* [Prompt]: Could you format every line of the items below as a JSON list of strings, one string per line, with any blank lines dropped?

[START OF Dataset]

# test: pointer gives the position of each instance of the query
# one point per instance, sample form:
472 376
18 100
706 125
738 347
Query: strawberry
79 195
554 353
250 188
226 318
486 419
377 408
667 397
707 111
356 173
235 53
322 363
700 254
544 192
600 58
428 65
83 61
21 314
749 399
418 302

[END OF Dataset]

* [Reply]:
[
  "# test: pointer gives the position of each instance of the query",
  "# one point per instance, sample form:",
  "472 376",
  "18 100",
  "706 125",
  "738 347",
  "Query: strawberry",
  "79 195",
  "554 353",
  "250 188",
  "226 318",
  "486 419",
  "377 408",
  "667 397",
  "707 111",
  "356 173",
  "235 53",
  "322 363",
  "700 254",
  "544 192",
  "600 58",
  "428 65",
  "83 61",
  "21 314",
  "749 399",
  "418 302"
]